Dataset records
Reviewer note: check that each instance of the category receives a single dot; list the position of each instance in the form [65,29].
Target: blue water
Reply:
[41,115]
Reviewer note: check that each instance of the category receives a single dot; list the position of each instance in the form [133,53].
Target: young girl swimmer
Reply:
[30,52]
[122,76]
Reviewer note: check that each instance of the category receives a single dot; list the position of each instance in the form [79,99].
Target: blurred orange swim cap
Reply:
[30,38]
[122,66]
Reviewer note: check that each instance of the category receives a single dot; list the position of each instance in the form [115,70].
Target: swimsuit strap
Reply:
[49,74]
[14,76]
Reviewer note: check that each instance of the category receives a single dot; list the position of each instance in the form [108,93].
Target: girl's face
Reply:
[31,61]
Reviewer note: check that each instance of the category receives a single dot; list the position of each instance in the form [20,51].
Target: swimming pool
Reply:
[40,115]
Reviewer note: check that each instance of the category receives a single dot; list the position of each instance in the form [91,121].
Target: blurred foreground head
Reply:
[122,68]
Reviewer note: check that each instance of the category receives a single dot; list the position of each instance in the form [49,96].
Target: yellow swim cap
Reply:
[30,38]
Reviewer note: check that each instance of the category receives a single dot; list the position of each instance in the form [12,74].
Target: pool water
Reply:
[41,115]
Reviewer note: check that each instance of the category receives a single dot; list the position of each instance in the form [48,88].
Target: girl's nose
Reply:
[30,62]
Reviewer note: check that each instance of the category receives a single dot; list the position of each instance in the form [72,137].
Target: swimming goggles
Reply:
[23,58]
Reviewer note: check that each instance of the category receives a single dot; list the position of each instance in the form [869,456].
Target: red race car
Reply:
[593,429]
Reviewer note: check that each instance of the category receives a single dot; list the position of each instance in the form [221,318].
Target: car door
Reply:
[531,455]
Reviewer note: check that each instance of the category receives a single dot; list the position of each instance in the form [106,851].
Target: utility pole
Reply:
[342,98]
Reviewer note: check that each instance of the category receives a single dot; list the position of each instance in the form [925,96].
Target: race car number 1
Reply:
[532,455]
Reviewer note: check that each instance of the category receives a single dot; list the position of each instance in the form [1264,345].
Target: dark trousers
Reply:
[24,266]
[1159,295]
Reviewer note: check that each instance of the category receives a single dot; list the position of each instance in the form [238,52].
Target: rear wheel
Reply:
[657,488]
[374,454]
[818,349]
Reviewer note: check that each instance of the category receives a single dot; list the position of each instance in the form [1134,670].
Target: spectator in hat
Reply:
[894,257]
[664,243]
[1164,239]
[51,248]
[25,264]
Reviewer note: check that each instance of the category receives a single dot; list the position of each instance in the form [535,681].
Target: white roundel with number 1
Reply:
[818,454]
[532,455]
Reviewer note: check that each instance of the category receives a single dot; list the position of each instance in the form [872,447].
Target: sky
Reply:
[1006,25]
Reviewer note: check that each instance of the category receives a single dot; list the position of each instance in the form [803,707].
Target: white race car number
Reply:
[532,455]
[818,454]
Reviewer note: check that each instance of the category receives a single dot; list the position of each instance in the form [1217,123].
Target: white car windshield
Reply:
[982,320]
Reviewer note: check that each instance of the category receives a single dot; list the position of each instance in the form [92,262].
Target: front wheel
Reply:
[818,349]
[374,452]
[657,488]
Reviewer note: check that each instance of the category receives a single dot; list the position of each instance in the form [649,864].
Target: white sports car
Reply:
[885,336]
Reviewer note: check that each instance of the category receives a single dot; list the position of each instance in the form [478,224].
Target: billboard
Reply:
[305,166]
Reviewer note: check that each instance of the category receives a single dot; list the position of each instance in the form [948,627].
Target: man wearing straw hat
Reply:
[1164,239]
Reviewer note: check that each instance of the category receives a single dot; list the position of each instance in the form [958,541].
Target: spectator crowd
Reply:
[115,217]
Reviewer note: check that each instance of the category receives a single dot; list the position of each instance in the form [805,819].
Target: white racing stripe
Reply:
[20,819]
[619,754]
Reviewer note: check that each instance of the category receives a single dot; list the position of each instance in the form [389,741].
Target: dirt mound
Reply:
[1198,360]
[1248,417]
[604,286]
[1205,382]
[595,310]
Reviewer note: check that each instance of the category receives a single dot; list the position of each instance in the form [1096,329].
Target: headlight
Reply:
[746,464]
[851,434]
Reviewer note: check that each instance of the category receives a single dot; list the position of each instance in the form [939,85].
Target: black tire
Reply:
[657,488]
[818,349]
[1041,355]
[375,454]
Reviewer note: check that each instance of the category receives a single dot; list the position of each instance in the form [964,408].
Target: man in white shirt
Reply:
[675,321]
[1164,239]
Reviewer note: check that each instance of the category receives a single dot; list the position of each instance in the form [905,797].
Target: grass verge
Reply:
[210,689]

* _About this exercise_
Nothing in the data above may be skipped; repeat it all exactly.

* _Task response_
Reviewer note: check that each instance of the category receives a single dot; list the position of each instance in the form [65,29].
Target: blue water
Reply:
[41,115]
Reviewer note: check that each instance of the category receives a single dot; list the position of each instance in the form [133,53].
Target: young girl swimmer
Reply:
[30,52]
[122,76]
Reviewer note: check that each instance of the category receives a single dot; list the position of each instance in the form [79,99].
Target: blurred orange swim cap
Reply:
[30,38]
[122,66]
Reviewer note: check that each instance of the category receives a single dot; list the position of each instance in the form [115,70].
Target: swimsuit strap
Reply:
[49,74]
[14,76]
Reviewer note: check that each instance of the category receives a single dot; list the position of each instance in the form [108,93].
Target: girl's face
Reply:
[31,61]
Reviewer note: check that each instance of the category receives a single dot; list the position of each instance in the form [20,51].
Target: swimming pool
Reply:
[40,115]
Reviewer note: check that each instance of the category receives a single dot; list the position of each instance in the form [91,121].
Target: blurred foreground head
Reply:
[122,68]
Reviewer note: check that each instance of the category receives a single dot; list the position of each instance in the form [49,96].
Target: yellow swim cap
Reply:
[30,38]
Reviewer note: check that each instance of the category receives a single dot; list the position of each instance in the form [12,74].
Target: pool water
Reply:
[41,115]
Reviewer note: check that each instance of the category receives a single dot; list the position of each instance in the form [48,88].
Target: girl's nose
Reply:
[30,62]
Reviewer note: check that each instance of the category receives a single dot; list the position of each instance in the form [72,137].
Target: swimming goggles
Reply:
[23,58]
Reviewer note: check that each instance of the category receives a single dot; list the position of each instance in the form [869,456].
Target: red race car
Reply:
[593,429]
Reviewer note: check that each instance of the category receives a single dot; list the position of each instance in the form [221,318].
Target: car door
Reply:
[531,455]
Reviewer note: check that each instance of the category receives a single dot; list the position of each instance in the form [106,851].
Target: utility pole
Reply:
[342,98]
Reviewer note: check that each instance of the category receives a single dot; list the position of each instance in the form [925,96].
Target: race car number 1
Reply:
[532,455]
Reviewer note: check that each instance of the category receives a single dot; list the position of each instance in the form [1264,345].
Target: dark trousers
Reply:
[24,266]
[1159,295]
Reviewer note: check that each instance of the category receives a single dot; list the position of each instance in the form [238,52].
Target: rear wheel
Reply:
[657,488]
[374,454]
[818,349]
Reviewer note: check that each instance of the category receives a single dot; list the position of each instance in the form [1134,670].
Target: spectator in hat
Reply:
[894,257]
[664,243]
[1164,239]
[51,248]
[25,264]
Reviewer note: check that each instance of the category receives a single dot; list the position of each instance in the form [535,681].
Target: white roundel with number 1
Reply:
[818,454]
[532,455]
Reviewer note: check that each instance of the category receives a single dot; list the position of each instance in the form [872,447].
Target: sky
Reply:
[1006,25]
Reviewer note: check that each instance of the category receives a single dot; list the position of each instance in the form [803,707].
Target: white race car number
Reply:
[532,455]
[818,454]
Reviewer note: check that each instance of the category receives a single dot; list the position of each instance in the form [1217,123].
Target: white car windshield
Reply:
[982,320]
Reviewer note: check that each instance of the category receives a single dot; list the position of each instance in the form [92,262].
Target: front wheel
Reply:
[818,349]
[374,452]
[657,488]
Reviewer note: check that each instance of the category receives a single dot; list the position of each instance in the form [649,864].
Target: white sports car
Reply:
[885,336]
Reviewer note: check that each instance of the category receives a single dot; list the position of each instance in the form [478,224].
Target: billboard
Reply:
[305,166]
Reviewer note: check that each instance of the category receives a single dot; list the position of each instance in the form [948,627].
Target: man wearing straw hat
Reply:
[1164,239]
Reviewer note: check that each instance of the category receives a single dot; list the position of each instance in the form [958,541].
Target: spectator crowd
Reply:
[115,217]
Reviewer note: check that each instance of the category receives a single dot; list the position of each instance in the form [805,819].
Target: white racing stripe
Reply:
[20,819]
[619,754]
Reviewer note: check that each instance of the category receives a single dot; list the position of each instance in the form [389,741].
Target: dirt mound
Reply:
[1198,360]
[1248,417]
[604,286]
[1205,382]
[595,310]
Reviewer note: check that each instance of the category receives a single dot; list the position of each instance in the form [1096,329].
Target: headlight
Reply:
[746,464]
[851,434]
Reviewer note: check that each instance of the category receives a single dot; list the position of each instance in the form [939,85].
Target: black tire
Reply:
[657,488]
[818,349]
[1041,355]
[375,454]
Reviewer note: check that each instance of the category receives a single dot; list the position of each instance in the form [964,408].
Target: man in white shirt
Reply:
[675,321]
[1164,239]
Reviewer note: check that each instance of the category receives a single dot; list the position of each instance in the form [905,797].
Target: grass verge
Reply:
[210,689]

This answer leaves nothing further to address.